■ Task to complete ■
Filter the records down to the lines that hold the word "with", and copy each of those lines.

══ Records for the exercise ══

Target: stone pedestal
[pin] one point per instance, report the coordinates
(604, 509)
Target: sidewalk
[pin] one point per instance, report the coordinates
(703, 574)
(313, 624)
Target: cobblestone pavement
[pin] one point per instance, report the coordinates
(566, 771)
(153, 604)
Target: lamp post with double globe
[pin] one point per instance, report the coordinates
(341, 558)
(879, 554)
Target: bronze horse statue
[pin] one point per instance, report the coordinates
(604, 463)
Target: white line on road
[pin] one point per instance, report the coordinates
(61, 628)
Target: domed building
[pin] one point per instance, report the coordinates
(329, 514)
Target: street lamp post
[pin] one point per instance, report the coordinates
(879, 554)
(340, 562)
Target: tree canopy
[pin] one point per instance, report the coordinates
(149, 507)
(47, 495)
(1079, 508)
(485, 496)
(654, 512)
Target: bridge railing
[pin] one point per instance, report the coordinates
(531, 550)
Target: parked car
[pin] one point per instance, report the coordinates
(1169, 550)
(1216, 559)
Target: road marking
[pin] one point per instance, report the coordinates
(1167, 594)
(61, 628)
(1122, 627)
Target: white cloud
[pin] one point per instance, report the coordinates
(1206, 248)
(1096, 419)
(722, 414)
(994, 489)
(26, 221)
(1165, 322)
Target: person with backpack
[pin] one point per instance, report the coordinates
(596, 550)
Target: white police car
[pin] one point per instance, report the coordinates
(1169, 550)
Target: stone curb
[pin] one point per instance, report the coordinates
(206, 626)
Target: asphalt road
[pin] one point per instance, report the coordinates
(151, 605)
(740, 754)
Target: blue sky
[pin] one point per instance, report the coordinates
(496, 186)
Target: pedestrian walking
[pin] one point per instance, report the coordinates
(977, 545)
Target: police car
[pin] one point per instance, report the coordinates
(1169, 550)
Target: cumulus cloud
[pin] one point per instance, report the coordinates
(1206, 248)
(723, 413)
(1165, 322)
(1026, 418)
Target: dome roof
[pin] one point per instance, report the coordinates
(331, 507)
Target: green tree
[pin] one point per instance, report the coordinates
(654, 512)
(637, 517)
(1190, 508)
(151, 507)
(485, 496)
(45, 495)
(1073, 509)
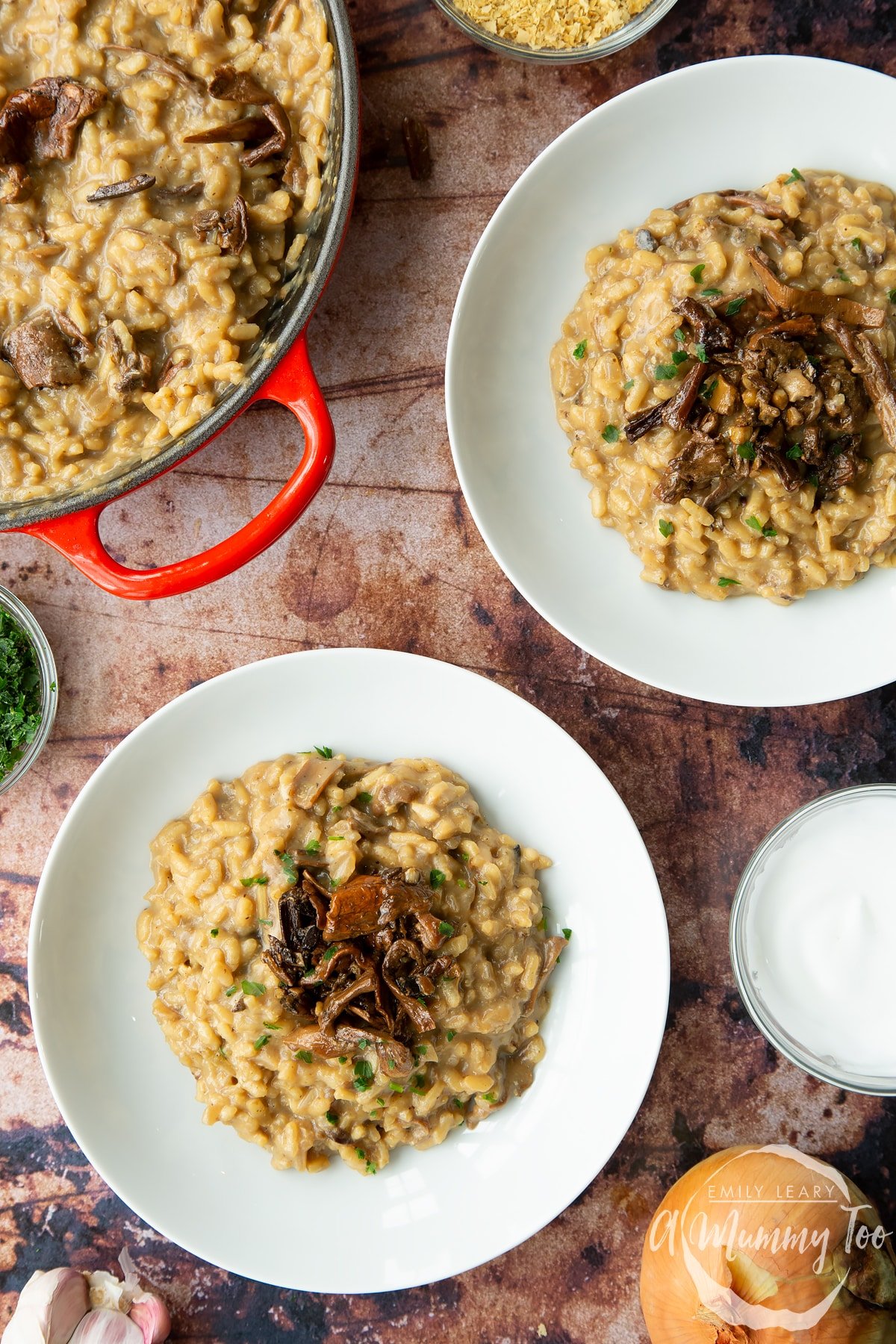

═══

■ Completed exercise ■
Target: lamp post with double globe
Target: person with backpack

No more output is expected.